A new generation of novelists was adapting these journalistic techniques to fiction as well: Stephen Crane in Maggie, a Girl of the Streets; William Dean Howells in The Rise of Silas Lapham; Frank Norris in The Octopus. Perhaps most famous of all was Upton Sinclair’s The Jungle, a novel that blisteringly exposed the disgusting conditions in the meatpacking industry in Chicago. (Read the book even today, and you may swear off sausage!) Publication of The Jungle in 1906 cut American meat sales overnight and immediately forced the industry to accept federal meat inspection as well as passage of the Pure Food and Drug Act. These were the first toddling steps in modern consumerism, and the muckrakers were the ancestors of consumer advocates such as Ralph Nader, unsparing critics of fraud, abuse, and industrial and political corruption.
AMERICAN VOICES
JANE ADDAMS, from Twenty Years at Hull-House:
Our very first Christmas at Hull-House, when we as yet knew nothing of child labor, a number of little girls refused the candy which was offered them as part of the Christmas good cheer, saying simply that they “worked in a candy factory and could not bear the sight of it.” We discovered that for six weeks they had worked from seven in the morning until nine at night, and they were exhausted as well as satiated. . . .
During the same winter three boys from a Hull-House club were injured at one machine in a neighboring factory for lack of a guard which would have cost but a few dollars. When the injury of one of these boys resulted in his death, we felt quite sure that the owners of the factory would share our horror and remorse. . . . To our surprise, they did nothing whatever, and I made my first acquaintance then with those pathetic documents signed by the parents of working children, that they will make no claim for damages resulting from “carelessness.”
The Jungle was more than a muckraking novel. It was the most prominent example of a Socialist novel. Besides being a scathing exposé of meatpacking practices, the book was a call to workers to unite, ending with a utopian vision of a workers’ society. In fact, it had first been published in a Socialist newspaper, Appeal to Reason. Years of being associated with Soviet and Chinese Communism have permanently tarred socialism in the American mind as dangerous. But for a period in the early twentieth century it was a growing political force, especially among the working class, who saw it as a way to distribute wealth through government control rather than through private enterprise. Since few workers in America were getting any wealth distributed by the Morgans and Rockefellers, they decided to give socialism a try.
While the conservative, mainstream AFL stayed away from Socialist ideas, not wanting to be associated with the Bolshevism that was taking over Russia (where 10,000 American troops were involved in a secret war to prevent the Bolshevik revolution during World War I), another union sprang up and proudly unfurled the Socialist banner. It was the Industrial Workers of the World (IWW), and its members became better known, for reasons historically unclear, as the Wobblies. Unlike the AFL, which was open only to white, skilled craftsmen, the Wobblies were organized to accept all workers into “one big union.” At their first meeting, in 1905, were “Big Bill” Haywood (1869–1928), a miner; Eugene V. Debs, leader of the Socialist Party; and Mary Harris “Mother” Jones (1830–1930), a seventy-five-year-old organizer for the United Mine Workers.

● Exercise tasks
**a)** Set down word for word the part of the passage on muckrakers and socialism that runs from "A new generation" down to "and political corruption.".
**b)** Take the passage on muckrakers and socialism further, picking up right after its final sentence.

(Records drawn from a collection)
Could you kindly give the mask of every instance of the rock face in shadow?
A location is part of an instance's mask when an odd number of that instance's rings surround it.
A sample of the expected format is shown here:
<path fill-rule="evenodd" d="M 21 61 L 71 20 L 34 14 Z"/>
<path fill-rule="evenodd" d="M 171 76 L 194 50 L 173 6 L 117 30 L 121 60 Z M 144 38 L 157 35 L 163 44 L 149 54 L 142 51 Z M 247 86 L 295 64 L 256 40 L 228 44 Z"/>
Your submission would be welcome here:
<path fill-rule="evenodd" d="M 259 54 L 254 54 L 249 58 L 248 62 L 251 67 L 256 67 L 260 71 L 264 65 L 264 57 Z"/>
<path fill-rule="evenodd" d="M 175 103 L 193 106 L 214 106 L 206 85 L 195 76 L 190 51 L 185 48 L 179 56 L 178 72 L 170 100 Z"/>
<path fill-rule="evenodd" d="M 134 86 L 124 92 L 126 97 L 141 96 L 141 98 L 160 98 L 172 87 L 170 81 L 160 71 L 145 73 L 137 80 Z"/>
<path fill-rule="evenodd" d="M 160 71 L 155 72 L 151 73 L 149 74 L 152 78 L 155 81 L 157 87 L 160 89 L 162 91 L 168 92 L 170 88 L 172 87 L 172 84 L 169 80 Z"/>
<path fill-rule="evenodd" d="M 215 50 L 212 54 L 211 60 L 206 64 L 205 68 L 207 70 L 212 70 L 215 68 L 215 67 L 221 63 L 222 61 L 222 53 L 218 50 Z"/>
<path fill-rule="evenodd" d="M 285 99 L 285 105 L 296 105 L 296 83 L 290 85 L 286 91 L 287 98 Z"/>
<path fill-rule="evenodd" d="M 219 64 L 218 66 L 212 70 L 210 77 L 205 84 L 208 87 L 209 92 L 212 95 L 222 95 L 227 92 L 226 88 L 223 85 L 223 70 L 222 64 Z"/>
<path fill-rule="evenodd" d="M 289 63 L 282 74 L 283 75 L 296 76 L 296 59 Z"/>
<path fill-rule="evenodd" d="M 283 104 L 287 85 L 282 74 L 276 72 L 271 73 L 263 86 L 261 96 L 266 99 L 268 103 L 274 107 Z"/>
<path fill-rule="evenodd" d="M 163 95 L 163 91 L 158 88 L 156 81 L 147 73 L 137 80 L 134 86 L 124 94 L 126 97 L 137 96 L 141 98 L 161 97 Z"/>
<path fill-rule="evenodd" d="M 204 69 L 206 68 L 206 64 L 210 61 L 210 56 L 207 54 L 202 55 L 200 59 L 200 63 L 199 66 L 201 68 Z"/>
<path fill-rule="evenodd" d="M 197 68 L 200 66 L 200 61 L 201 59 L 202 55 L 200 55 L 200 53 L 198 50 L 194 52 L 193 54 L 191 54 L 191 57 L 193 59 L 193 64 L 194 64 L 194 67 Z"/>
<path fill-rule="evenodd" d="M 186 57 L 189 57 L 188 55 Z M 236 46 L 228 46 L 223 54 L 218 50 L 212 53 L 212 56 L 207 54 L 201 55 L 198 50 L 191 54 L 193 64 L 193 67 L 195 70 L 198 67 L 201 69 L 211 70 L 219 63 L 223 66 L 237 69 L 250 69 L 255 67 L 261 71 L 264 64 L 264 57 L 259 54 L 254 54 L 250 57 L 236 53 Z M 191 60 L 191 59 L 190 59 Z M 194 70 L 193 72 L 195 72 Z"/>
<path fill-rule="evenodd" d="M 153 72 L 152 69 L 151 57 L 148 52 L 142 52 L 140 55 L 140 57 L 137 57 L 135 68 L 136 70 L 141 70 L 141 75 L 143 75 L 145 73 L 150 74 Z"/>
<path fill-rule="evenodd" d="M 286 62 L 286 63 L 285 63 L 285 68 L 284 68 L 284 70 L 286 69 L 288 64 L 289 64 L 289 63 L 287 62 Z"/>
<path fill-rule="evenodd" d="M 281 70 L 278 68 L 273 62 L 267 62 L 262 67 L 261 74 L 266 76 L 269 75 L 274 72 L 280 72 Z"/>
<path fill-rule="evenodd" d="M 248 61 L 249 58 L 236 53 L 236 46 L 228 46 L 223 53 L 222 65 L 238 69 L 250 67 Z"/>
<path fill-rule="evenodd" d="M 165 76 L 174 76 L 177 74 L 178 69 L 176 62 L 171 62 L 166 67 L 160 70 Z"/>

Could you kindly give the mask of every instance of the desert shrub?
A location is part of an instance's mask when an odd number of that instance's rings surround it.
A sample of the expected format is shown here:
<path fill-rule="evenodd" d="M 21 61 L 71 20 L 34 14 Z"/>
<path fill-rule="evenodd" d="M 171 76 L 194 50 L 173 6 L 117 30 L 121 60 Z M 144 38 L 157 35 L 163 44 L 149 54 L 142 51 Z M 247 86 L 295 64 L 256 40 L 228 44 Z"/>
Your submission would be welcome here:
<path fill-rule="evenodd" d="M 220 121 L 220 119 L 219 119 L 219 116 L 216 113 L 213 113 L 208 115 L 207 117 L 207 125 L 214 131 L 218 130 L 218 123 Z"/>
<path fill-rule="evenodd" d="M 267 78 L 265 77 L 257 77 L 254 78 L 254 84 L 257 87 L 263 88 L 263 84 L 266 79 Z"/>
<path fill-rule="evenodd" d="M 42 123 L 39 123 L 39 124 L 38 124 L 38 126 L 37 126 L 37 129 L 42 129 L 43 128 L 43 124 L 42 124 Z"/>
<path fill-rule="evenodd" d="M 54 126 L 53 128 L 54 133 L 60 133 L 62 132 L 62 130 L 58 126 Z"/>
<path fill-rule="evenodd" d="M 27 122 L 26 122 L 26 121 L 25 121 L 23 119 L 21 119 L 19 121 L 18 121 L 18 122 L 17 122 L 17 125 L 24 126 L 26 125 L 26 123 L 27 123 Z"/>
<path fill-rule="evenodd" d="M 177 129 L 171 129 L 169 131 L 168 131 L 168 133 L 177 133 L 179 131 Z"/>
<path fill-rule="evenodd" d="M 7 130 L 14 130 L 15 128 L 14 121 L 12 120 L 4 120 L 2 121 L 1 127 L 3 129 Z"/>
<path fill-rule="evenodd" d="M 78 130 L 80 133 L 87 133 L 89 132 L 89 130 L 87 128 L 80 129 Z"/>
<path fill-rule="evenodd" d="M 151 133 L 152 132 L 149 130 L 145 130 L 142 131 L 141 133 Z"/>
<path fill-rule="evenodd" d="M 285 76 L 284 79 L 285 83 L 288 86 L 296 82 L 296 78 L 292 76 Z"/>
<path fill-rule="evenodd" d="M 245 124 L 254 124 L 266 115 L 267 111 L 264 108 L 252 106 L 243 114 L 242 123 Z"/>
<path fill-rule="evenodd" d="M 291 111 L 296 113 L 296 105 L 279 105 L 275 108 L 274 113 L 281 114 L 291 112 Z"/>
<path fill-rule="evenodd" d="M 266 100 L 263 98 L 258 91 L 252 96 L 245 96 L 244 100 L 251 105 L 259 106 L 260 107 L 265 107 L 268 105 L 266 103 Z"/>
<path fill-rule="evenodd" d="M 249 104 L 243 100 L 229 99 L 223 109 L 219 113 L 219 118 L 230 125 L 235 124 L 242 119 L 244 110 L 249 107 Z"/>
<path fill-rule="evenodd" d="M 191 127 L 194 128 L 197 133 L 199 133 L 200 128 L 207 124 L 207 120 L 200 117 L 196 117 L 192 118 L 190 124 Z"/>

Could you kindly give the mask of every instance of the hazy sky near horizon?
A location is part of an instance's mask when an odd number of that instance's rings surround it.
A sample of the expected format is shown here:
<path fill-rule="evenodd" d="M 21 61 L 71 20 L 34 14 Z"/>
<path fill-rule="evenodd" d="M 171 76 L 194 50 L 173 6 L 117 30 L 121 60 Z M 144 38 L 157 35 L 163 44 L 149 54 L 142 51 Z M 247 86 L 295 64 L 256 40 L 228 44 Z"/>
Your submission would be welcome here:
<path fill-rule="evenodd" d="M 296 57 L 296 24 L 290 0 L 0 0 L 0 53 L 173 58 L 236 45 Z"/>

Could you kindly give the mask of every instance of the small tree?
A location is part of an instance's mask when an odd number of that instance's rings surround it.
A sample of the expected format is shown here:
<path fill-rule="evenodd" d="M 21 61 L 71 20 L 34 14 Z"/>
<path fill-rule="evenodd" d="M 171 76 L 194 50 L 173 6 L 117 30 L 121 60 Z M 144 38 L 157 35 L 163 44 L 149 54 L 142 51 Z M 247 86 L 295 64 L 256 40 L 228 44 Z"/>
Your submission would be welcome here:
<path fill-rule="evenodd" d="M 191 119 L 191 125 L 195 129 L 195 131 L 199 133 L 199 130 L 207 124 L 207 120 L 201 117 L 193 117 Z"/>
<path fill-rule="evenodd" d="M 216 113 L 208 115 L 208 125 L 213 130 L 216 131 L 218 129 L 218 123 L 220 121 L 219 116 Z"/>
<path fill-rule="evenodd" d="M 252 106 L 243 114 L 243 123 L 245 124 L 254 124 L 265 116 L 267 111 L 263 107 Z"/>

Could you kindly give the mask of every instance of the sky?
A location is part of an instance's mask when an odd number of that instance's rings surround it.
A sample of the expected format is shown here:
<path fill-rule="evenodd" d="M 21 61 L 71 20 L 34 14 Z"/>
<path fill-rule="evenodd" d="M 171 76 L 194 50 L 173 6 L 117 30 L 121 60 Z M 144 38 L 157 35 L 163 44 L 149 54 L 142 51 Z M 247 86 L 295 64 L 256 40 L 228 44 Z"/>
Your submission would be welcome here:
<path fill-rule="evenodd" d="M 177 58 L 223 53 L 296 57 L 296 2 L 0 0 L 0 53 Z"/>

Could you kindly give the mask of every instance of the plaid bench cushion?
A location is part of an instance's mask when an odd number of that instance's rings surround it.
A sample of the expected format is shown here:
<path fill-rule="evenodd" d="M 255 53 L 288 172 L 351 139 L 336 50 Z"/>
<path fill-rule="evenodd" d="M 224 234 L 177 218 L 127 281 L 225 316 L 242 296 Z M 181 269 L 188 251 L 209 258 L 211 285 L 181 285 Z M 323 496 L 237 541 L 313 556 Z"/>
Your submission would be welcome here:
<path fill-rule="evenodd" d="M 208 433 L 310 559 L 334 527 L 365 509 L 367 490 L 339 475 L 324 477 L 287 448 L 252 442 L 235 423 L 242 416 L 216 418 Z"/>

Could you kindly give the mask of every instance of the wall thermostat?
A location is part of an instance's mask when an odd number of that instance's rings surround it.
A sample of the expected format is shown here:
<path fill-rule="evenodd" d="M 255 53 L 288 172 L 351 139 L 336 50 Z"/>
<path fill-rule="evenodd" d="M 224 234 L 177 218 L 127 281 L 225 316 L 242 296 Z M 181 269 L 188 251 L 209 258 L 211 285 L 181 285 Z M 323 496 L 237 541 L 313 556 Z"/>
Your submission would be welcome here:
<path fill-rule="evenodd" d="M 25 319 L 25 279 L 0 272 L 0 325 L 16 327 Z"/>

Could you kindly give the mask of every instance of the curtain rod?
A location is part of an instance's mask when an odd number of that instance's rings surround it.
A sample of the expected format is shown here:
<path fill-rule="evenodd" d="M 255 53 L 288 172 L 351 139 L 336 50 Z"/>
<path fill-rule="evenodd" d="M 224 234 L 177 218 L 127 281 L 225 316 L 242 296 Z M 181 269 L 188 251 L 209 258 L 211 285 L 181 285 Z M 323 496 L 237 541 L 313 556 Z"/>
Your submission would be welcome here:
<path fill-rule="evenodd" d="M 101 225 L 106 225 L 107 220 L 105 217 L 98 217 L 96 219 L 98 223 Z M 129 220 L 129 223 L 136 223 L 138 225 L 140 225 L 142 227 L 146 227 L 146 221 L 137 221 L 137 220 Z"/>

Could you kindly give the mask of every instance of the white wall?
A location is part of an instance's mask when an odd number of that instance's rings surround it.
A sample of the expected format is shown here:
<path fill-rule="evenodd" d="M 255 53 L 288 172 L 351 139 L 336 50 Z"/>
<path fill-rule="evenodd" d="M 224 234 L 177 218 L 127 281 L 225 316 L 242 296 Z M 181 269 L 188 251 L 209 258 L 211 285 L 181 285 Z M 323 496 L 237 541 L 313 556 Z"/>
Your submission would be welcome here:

● The replies
**a)**
A new generation of novelists was adapting these journalistic techniques to fiction as well: Stephen Crane in Maggie, a Girl of the Streets; William Dean Howells in The Rise of Silas Lapham; Frank Norris in The Octopus. Perhaps most famous of all was Upton Sinclair’s The Jungle, a novel that blisteringly exposed the disgusting conditions in the meatpacking industry in Chicago. (Read the book even today, and you may swear off sausage!) Publication of The Jungle in 1906 cut American meat sales overnight and immediately forced the industry to accept federal meat inspection as well as passage of the Pure Food and Drug Act. These were the first toddling steps in modern consumerism, and the muckrakers were the ancestors of consumer advocates such as Ralph Nader, unsparing critics of fraud, abuse, and industrial and political corruption.

**b)**
The Wobblies’ cause flared for about ten years, met with the full force of anti-union violence as its leaders were jailed, beaten, and, in the case of the legendary Joe Hill (1872?–1915), framed and executed, although he gained a sort of immortality in the song “I Dreamed I Saw Joe Hill Last Night.”
Under Debs, the Socialist Party attracted notable personalities, including Helen Keller, and managed to win as much as 6 percent of the presidential vote until the war intervened and in its wake the first powerful wave of anti-Communism swept the country, all but eradicating socialism as a force in American politics and life.
One man who briefly joined the Socialists emerged from this period as the most eloquent and forceful voice for blacks since Frederick Douglass. In stark counterpoint to the accommodating spirit of Booker T. Washington (see p. 285), W. E. B. DuBois (1868–1963) became the trumpeter of a new spirit of “manly agitation.” The great civil rights upheaval in America was still half a century away, but DuBois was its John the Baptist, the voice in the wilderness. Born in Massachusetts, he was the first black to receive a Ph.D. from Harvard, in 1895. He taught, lectured, and wrote, his most notable work being the classic The Souls of Black Folk (1903). Rejecting Washington’s conservative restraint, DuBois joined in founding the National Association for the Advancement of Colored People (NAACP) in 1909, at that time a white-dominated organization, and became editor of its journal, The Crisis, where he served for a quarter-century.
DuBois left the NAACP in 1934, when he promoted a more radical strategy and returned to teaching. Ten years later he rejoined the NAACP, and in 1945 was one of the Americans in attendance at the founding of the United Nations. DuBois later joined the Communist Party, left America, and renounced his citizenship, moving to Ghana, where he died.
Must Read: W. E. B. DuBois: A Biography of a Race, 1868–1919 by David Levering Lewis.
AMERICAN VOICES
W. E. B. DUBOIS,
from The Souls of Black Folk (1903):
So far as Mr. [Booker T.] Washington preaches thrift, patience, and industrial training for the masses, we must hold up his hands and strive with him, rejoicing in his honors and glorying in the strength of this Joshua called of God and of man to lead the headless host. But so far as Mr. Washington apologizes for injustices, North or South, does not rightly value the privileges and duty of voting, belittles the emasculating effects of caste distinctions, and opposes the higher training and ambition of our brighter minds—so far as he, the South, or the nation, does this—we must unceasingly and firmly oppose them.
What was the Bull Moose Party?
Though he could have run for another term and probably would have won handily, given his popularity, Teddy Roosevelt accepted the unwritten rule observed since Washington (and unbroken until Teddy’s cousin Franklin D. came along). Having served out most of McKinley’s unfinished term and his own full term, Roosevelt left a handpicked successor in the White House in William Howard Taft (1857–1930). In 1908, with Roosevelt’s blessing and running on the Roosevelt record, Taft easily defeated the unsinkable William Jennings Bryan, who made his third unsuccessful bid for the White House. At the time, a common joke said the name Taft stood for “Take Advice From Teddy.”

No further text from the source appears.